§ Records for this exercise:
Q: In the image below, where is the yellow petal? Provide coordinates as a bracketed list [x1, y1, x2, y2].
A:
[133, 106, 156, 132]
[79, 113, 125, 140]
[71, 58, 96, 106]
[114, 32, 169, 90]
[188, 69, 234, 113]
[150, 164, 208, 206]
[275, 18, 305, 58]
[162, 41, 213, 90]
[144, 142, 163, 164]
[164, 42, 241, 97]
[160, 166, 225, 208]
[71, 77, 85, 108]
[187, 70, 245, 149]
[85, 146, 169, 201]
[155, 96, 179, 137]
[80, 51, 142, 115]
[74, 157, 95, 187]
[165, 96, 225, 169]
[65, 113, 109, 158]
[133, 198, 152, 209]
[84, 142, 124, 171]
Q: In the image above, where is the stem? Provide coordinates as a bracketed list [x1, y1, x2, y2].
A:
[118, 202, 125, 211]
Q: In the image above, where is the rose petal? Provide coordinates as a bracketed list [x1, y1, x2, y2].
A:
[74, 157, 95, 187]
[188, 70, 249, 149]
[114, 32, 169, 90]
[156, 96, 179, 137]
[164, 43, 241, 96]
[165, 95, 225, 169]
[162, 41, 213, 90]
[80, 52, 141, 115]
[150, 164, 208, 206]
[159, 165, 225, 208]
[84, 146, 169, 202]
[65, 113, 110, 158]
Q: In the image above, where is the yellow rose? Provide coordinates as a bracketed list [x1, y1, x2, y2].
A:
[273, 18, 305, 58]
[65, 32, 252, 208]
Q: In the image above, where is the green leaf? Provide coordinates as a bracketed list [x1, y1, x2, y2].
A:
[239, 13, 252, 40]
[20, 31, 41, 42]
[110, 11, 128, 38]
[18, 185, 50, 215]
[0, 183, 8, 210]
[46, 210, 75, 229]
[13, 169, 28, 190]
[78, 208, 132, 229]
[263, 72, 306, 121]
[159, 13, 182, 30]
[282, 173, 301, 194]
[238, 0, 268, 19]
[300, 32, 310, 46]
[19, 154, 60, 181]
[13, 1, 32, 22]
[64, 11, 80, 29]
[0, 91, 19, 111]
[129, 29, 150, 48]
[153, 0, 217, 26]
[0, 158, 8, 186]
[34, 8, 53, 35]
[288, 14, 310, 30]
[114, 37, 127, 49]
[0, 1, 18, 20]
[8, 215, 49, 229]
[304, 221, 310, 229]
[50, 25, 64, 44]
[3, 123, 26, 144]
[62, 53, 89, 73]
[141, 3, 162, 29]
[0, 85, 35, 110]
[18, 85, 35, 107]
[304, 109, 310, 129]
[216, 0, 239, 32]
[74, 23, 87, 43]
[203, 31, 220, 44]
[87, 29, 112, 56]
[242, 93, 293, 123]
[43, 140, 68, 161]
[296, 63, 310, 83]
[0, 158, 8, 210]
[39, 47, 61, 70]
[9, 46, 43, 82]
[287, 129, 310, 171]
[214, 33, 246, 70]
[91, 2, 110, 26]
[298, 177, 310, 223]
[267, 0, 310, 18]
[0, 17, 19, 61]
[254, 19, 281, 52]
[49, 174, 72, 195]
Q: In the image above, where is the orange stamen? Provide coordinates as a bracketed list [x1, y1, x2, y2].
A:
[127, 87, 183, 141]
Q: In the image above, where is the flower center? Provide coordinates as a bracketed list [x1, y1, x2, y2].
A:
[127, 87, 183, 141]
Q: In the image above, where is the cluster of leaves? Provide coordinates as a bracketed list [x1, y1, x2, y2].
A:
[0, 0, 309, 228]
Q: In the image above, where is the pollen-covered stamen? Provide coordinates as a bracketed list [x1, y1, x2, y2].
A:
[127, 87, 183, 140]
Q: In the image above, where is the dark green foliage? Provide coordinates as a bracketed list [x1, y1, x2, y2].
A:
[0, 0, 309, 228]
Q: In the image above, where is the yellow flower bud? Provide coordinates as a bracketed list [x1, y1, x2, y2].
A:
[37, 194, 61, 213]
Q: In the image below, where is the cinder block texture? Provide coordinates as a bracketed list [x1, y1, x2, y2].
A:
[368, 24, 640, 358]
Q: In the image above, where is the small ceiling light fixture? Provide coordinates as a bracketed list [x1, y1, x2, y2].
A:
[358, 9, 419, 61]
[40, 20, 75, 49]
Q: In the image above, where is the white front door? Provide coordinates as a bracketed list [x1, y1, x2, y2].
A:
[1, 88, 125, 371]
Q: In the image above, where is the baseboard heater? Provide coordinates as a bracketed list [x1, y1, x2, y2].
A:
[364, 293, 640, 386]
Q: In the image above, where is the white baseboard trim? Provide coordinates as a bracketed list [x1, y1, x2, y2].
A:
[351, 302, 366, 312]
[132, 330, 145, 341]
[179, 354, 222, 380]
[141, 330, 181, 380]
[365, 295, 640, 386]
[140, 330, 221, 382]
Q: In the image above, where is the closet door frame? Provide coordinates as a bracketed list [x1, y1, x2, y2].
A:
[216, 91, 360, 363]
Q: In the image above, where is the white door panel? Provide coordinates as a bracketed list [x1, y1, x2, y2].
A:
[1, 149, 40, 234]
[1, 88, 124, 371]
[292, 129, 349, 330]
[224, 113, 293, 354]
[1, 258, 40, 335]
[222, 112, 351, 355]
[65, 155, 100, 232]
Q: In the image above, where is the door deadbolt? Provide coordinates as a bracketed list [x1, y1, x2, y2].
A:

§ What you have to do:
Extract all of the data shown above and repeat it verbatim.

§ Answer:
Q: In the image below, where is the yellow petal? Provide coordinates as a bracketed list [x1, y1, x2, y2].
A:
[133, 106, 156, 132]
[79, 113, 125, 140]
[71, 58, 96, 106]
[114, 32, 169, 90]
[188, 69, 234, 113]
[150, 164, 208, 206]
[275, 18, 305, 58]
[162, 41, 213, 90]
[144, 142, 163, 164]
[164, 42, 241, 97]
[160, 166, 225, 208]
[71, 77, 85, 108]
[187, 70, 245, 149]
[85, 146, 169, 201]
[155, 96, 179, 137]
[80, 51, 142, 115]
[74, 157, 95, 187]
[165, 96, 225, 169]
[65, 113, 109, 158]
[133, 198, 152, 209]
[84, 142, 124, 171]
Q: In the image above, where is the stem? Provide coordinates as a bracketed list [x1, y1, x2, y2].
A:
[118, 202, 125, 211]
Q: In the image above, where is the rose petal? Provide coordinates as a bracketed list [x1, y1, x2, y2].
A:
[74, 157, 95, 187]
[188, 70, 249, 149]
[114, 32, 169, 90]
[156, 96, 179, 137]
[164, 43, 241, 96]
[165, 95, 225, 169]
[162, 41, 213, 90]
[80, 52, 141, 115]
[150, 164, 208, 206]
[159, 165, 225, 208]
[84, 146, 169, 202]
[65, 113, 110, 158]
Q: In the image above, where is the yellow rose? Provide coordinates as a bracketed list [x1, y1, x2, y2].
A:
[273, 18, 305, 58]
[65, 32, 252, 208]
Q: In the image above, where is the green leaf? Provide coordinates as a bracketed list [x1, y1, x2, y2].
A:
[239, 13, 252, 40]
[20, 31, 41, 42]
[110, 11, 128, 38]
[18, 185, 50, 215]
[0, 183, 8, 210]
[46, 210, 75, 229]
[13, 169, 28, 190]
[78, 208, 132, 229]
[263, 72, 306, 121]
[159, 13, 182, 30]
[282, 173, 301, 194]
[238, 0, 268, 19]
[300, 32, 310, 46]
[19, 154, 60, 181]
[13, 1, 32, 22]
[64, 11, 80, 29]
[0, 91, 19, 111]
[129, 29, 150, 48]
[153, 0, 217, 26]
[0, 158, 8, 186]
[34, 8, 53, 35]
[288, 14, 310, 30]
[114, 37, 127, 49]
[0, 1, 18, 20]
[8, 215, 49, 229]
[304, 221, 310, 229]
[50, 25, 64, 44]
[3, 123, 26, 144]
[62, 53, 89, 73]
[141, 3, 162, 29]
[0, 85, 35, 110]
[18, 85, 35, 107]
[304, 109, 310, 129]
[216, 0, 239, 32]
[74, 23, 87, 43]
[203, 31, 220, 44]
[87, 29, 112, 56]
[242, 93, 293, 123]
[43, 140, 68, 161]
[296, 63, 310, 83]
[0, 158, 8, 210]
[39, 47, 61, 70]
[9, 46, 43, 82]
[287, 129, 310, 171]
[214, 33, 246, 70]
[91, 2, 110, 26]
[298, 177, 310, 223]
[267, 0, 310, 18]
[0, 17, 19, 61]
[254, 19, 281, 52]
[49, 174, 72, 195]
Q: In the image above, where is the orange stamen? Provide coordinates as a bracketed list [x1, y1, x2, y2].
A:
[127, 87, 183, 141]
Q: In the image above, where is the flower center? Provide coordinates as a bracketed list [x1, y1, x2, y2].
A:
[127, 87, 183, 141]
Q: In the image above, where is the cluster of leaves? Provide coordinates as a bracketed list [x1, y1, x2, y2].
A:
[0, 0, 309, 228]
Q: In the image above, where is the pollen-covered stamen? Provide coordinates as a bracketed list [x1, y1, x2, y2].
A:
[127, 87, 183, 140]
Q: In the image above, where is the dark green foliage? Provide coordinates as a bracketed list [x1, y1, x2, y2].
A:
[0, 0, 309, 228]
Q: In the image above, where is the yellow flower bud? Provide coordinates as a bracketed list [x1, y1, x2, y2].
A:
[37, 194, 61, 213]
Q: In the image below, where is the cinder block texture? Provide coordinates as a bracketed list [x1, y1, x2, y2].
A:
[368, 24, 640, 358]
Q: In the image above, where is the small ceiling light fixture? Provide coordinates as a bracketed list [x1, y1, x2, y2].
A:
[358, 9, 419, 61]
[40, 20, 75, 49]
Q: In the image above, where is the white front door? Provide coordinates as a bracketed list [x1, y1, x2, y2].
A:
[1, 88, 125, 371]
Q: In the image above, where is the baseboard heater? Provide coordinates as a bracketed list [x1, y1, x2, y2].
A:
[364, 293, 640, 386]
Q: In the image above, where is the white baseboard trim? Provide coordinates as a bracketed list [x1, y1, x2, y2].
A:
[351, 302, 366, 312]
[132, 330, 145, 341]
[179, 354, 222, 380]
[141, 330, 181, 380]
[365, 295, 640, 386]
[140, 330, 221, 382]
Q: In the image above, where is the closet door frame? Provide coordinates as a bracketed list [x1, y1, x2, y2].
A:
[216, 91, 360, 363]
Q: In the image above, where is the white door panel? Provide coordinates as a bracketed list [x1, y1, x2, y2].
A:
[1, 149, 40, 234]
[1, 88, 124, 371]
[292, 129, 349, 330]
[224, 113, 293, 354]
[1, 258, 40, 335]
[222, 112, 351, 355]
[65, 155, 100, 232]
Q: In the image above, where is the door deadbolt? Provide coordinates as a bracketed list [x1, y1, x2, y2].
A:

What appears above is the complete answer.